**JOB**
Set down each line of the data below exactly as it stands, dropping the pictures.

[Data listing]
• • •
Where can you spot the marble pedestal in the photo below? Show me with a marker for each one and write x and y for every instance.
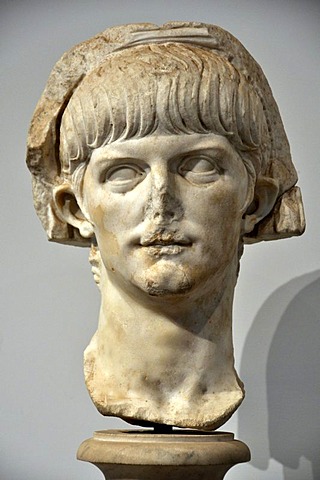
(178, 455)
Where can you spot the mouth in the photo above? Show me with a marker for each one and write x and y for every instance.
(165, 243)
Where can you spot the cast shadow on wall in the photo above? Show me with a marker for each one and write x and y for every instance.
(281, 420)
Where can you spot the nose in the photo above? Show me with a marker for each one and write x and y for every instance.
(163, 203)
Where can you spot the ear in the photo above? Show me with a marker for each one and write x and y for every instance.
(68, 210)
(265, 196)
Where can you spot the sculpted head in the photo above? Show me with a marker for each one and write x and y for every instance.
(166, 153)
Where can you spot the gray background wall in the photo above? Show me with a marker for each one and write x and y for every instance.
(50, 303)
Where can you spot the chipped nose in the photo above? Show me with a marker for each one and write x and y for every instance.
(163, 206)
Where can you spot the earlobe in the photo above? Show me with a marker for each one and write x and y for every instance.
(69, 211)
(265, 196)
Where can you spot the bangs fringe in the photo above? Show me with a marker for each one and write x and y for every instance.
(170, 89)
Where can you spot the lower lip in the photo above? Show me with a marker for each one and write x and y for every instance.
(161, 250)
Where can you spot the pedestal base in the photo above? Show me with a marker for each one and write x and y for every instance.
(179, 455)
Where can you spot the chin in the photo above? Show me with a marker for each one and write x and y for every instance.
(164, 279)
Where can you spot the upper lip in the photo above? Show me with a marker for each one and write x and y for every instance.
(164, 239)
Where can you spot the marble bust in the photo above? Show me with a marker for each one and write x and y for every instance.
(162, 149)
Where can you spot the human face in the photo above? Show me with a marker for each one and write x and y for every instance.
(167, 212)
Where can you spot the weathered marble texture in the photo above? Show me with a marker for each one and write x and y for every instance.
(163, 149)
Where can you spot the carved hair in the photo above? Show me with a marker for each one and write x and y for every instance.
(168, 88)
(241, 107)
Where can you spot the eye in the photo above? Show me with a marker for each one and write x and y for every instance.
(124, 177)
(199, 169)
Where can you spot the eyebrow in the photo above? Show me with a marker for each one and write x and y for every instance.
(109, 154)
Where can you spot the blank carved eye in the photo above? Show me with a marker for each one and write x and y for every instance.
(199, 169)
(126, 176)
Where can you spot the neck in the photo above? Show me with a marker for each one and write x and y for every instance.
(172, 363)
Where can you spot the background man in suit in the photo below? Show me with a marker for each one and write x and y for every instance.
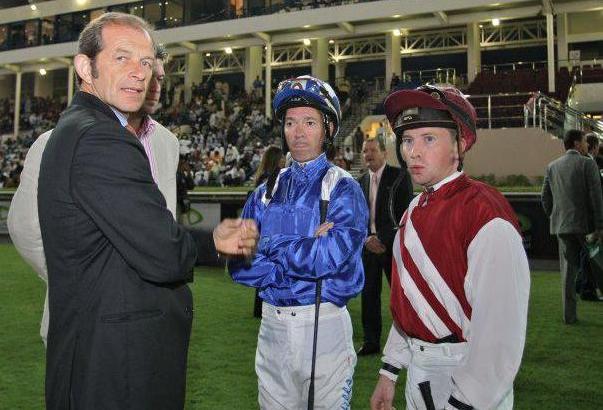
(118, 263)
(460, 277)
(379, 183)
(161, 147)
(571, 198)
(586, 284)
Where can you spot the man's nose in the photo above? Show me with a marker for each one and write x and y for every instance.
(137, 71)
(298, 130)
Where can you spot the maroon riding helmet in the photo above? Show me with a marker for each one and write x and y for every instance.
(431, 106)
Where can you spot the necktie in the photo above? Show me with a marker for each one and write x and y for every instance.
(373, 201)
(425, 196)
(132, 130)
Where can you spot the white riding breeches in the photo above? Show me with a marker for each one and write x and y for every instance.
(284, 357)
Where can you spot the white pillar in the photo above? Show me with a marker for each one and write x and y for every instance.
(562, 48)
(392, 58)
(339, 71)
(43, 84)
(70, 78)
(17, 103)
(6, 86)
(193, 74)
(268, 78)
(320, 59)
(474, 54)
(550, 48)
(253, 66)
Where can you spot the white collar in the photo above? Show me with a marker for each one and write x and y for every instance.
(379, 172)
(446, 180)
(123, 118)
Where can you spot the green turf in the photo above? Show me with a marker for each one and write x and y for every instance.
(561, 367)
(534, 189)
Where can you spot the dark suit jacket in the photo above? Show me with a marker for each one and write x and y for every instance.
(571, 195)
(386, 227)
(118, 263)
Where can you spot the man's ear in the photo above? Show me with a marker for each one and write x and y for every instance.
(83, 67)
(463, 145)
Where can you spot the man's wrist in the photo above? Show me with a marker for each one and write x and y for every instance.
(389, 371)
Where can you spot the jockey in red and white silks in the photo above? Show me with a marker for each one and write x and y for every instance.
(460, 275)
(449, 285)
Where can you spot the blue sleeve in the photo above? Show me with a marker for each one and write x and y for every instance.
(307, 258)
(258, 272)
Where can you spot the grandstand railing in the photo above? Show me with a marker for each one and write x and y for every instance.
(66, 27)
(499, 110)
(544, 112)
(518, 65)
(438, 75)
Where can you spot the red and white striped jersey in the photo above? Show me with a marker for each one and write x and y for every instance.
(431, 298)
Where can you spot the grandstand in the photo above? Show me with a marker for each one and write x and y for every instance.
(532, 68)
(236, 51)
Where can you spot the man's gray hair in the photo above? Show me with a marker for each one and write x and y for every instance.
(380, 140)
(90, 42)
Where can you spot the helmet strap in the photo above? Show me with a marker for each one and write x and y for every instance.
(327, 125)
(458, 149)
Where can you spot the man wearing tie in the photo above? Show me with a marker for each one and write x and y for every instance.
(380, 183)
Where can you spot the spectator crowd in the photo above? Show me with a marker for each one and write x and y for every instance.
(223, 130)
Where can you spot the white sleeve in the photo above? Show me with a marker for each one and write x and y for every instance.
(23, 221)
(396, 354)
(497, 286)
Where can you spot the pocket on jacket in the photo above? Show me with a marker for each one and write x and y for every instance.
(131, 316)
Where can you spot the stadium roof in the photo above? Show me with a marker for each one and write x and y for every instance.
(335, 22)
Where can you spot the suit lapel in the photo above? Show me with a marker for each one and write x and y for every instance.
(365, 181)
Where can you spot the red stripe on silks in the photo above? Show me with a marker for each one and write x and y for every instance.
(403, 312)
(429, 296)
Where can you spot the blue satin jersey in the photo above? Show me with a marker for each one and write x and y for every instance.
(289, 257)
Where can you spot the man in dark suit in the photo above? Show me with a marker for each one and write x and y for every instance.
(380, 183)
(118, 263)
(571, 198)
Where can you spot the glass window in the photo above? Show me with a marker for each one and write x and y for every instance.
(174, 13)
(17, 35)
(96, 13)
(63, 28)
(3, 37)
(47, 30)
(31, 32)
(153, 13)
• • •
**THE OUTPUT**
Where can you spot the marble pedestal in the photo below? Show me with a marker for each one and write x and y for every instance.
(178, 455)
Where can you spot the mouth in the photo above? Show me with a marker for each one and write x and y for every instance.
(165, 243)
Where can you spot the cast shadow on wall in the photo above? Show me with a marker for each one and write x and y for every instance.
(281, 420)
Where can you spot the nose in the photo above? Show me with a marker for each one and write x and y for every instance.
(163, 203)
Where can you spot the ear in the photo above? Show me with a marker for each one and write x and y for every instance.
(68, 210)
(265, 196)
Where can you spot the sculpted head in the photo above? Show me with a marker for each one and write x and y for every instance.
(166, 153)
Where can you spot the gray background wall in the photo above? Show me with a marker for each one and write x and y for every instance.
(50, 303)
Where can you spot the chipped nose in the photo above? Show me with a marker for each one and write x and y for every instance.
(163, 206)
Where can you spot the earlobe in the photo above? Show me with a marker for each one and write x and y for every instance.
(69, 211)
(265, 196)
Where can you spot the bangs fringe in the photo above? Show me with a marker for each one and write x and y for every instance.
(170, 89)
Where can you spot the lower lip in the photo above? Show me with a marker for each one and write x and y for every instance.
(161, 250)
Where can you spot the pedestal base in the photo above? Show me with a marker for each one and write x and y for every instance.
(179, 455)
Where can you spot the chin in the photo above? Show me with a marker for each one and write x and y for every instance.
(164, 279)
Where can you spot the upper lip in the photo above? Show me with a marker for each one and write x and y for every instance.
(164, 239)
Where can you spot the marble bust in the photo above? Show me with a marker for each one and write x and y for every instance.
(162, 149)
Where can you spot the human face in the photo above? Show me with a marker for each one and write x and y for every instance.
(167, 212)
Where can you spot the weathered marble texture in the photo above? Show me with a marker for each one and write x and y for every instance.
(163, 149)
Where can you spot the carved hair in the photo above? Show me with a marker for each one and write x and y for every instance.
(168, 88)
(241, 107)
Where can you spot the eye in the photo above? Show me with a marker for each one and write x and y for every instance.
(124, 177)
(199, 169)
Where can you spot the eyebrow in the photo above? Show me with a marker for each one and write x and y for every instance.
(109, 154)
Where can you spot the blank carved eye in the photo above? Show me with a marker for each one and write x and y for every instance.
(199, 169)
(126, 176)
Where can you spot the neck in the photo above? Show me with a marker for each one and write x and y for every instance.
(172, 363)
Where can you spot the background man in suit in the photo below? Show me with a marker for each one and write x and y for every instance.
(118, 263)
(460, 277)
(379, 183)
(161, 147)
(571, 198)
(586, 284)
Where can you spot the man's nose in the photo above? Show me with a marker for each one and write x and y for every instance.
(137, 71)
(298, 130)
Where can you spot the maroon riding helmet in the photo above? Show me with a marker for each one and write x and y for every instance.
(431, 106)
Where can you spot the necktie in the photo above? Show me with a marker for each one and write x and y for every instance.
(373, 201)
(425, 196)
(132, 130)
Where can you spot the white riding breeches in the photo above? Show me with a marker for each one and write x and y for every instance.
(284, 357)
Where can you spot the white pillar in the photo above? Show me with a marker for each one and write x and y for every instance.
(562, 48)
(392, 58)
(339, 71)
(43, 84)
(70, 78)
(17, 103)
(6, 86)
(193, 74)
(268, 78)
(320, 59)
(474, 54)
(550, 48)
(253, 66)
Where can you spot the white collar in the photo above? Show me with a marker for each one and write x and y for every instance.
(379, 172)
(446, 180)
(123, 118)
Where can you spot the green turf in the photo above? Show me with a marker for each one and write x and y for every instance.
(561, 367)
(534, 189)
Where can you spot the dark suit jacket in the photo above? Show me with a marker for each one and write x and y for every instance.
(571, 195)
(386, 227)
(118, 263)
Where can you spot the man's ear in the photo above? Show me with a marker for each one and write x and y for every instance.
(83, 67)
(463, 145)
Where can you spot the man's wrist in the photo above? Show me with a marker for each one and write x and y for every instance.
(389, 371)
Where can you spot the jockey in red and white silks in the photo above? Show me with a marker for each one and write x and y for every instance.
(460, 275)
(449, 285)
Where can you spot the blue sleeve in the photo above? Show me with a marker for each one and write x and y for every instance.
(307, 258)
(258, 272)
Where can you spot the grandstand railing in the photo above? Show me with a marker for each one and write x and y for every instance.
(66, 27)
(499, 110)
(544, 112)
(518, 65)
(438, 75)
Where can you spot the red and white striped jersey in the photo above? Show me with a marker for each one and write x and y for every instance.
(431, 298)
Where can you spot the grandstand in the photo above? Show me with a marker for each one and write x and y for every instance.
(532, 68)
(236, 51)
Where can you spot the man's gray hair in the photo above? Show me with a marker for each one and write x and y for every instance.
(380, 140)
(90, 42)
Where can you spot the helmet strap in the photo above? Show me with a marker for each one and write x and y for every instance.
(327, 125)
(458, 149)
Where can you spot the man wearing tie in the photo above? Show me with a marker for each one and write x and y for every instance.
(380, 183)
Where can you spot the spectator crowd in the photo above? Show me with a marker for each one and write x and y for every instance.
(223, 130)
Where can you spot the white sleeve in the photo above? Show me with a marker for each one and write x and y for every instance.
(23, 221)
(396, 354)
(497, 286)
Where can you spot the pocket on jacket in the photo above? Show me with a marker for each one and write x and y for every instance.
(131, 316)
Where can you spot the stadium roof in the photo above? Show me with a marker for each one and write x and y for every instance.
(335, 22)
Where can you spot the suit lapel in the photo above? Show me with a marker for each one and write x and y for every instance.
(365, 181)
Where can you spot the red stripe on silks in the photo above? Show me with a marker for each one and write x and y for every instance.
(403, 312)
(429, 296)
Where can you spot the blue satin jersey in the photo above? Show me with a marker for each one and write x and y for every instance.
(289, 257)
Where can you spot the man in dark suit in the photo above? Show me with a marker for each one and write x and y for every instance.
(380, 183)
(118, 263)
(571, 198)
Where can you spot the glass window in the photo above? Show me with a marker for each one and write x and y for every instance.
(174, 13)
(17, 35)
(96, 13)
(63, 28)
(3, 37)
(47, 30)
(31, 32)
(153, 13)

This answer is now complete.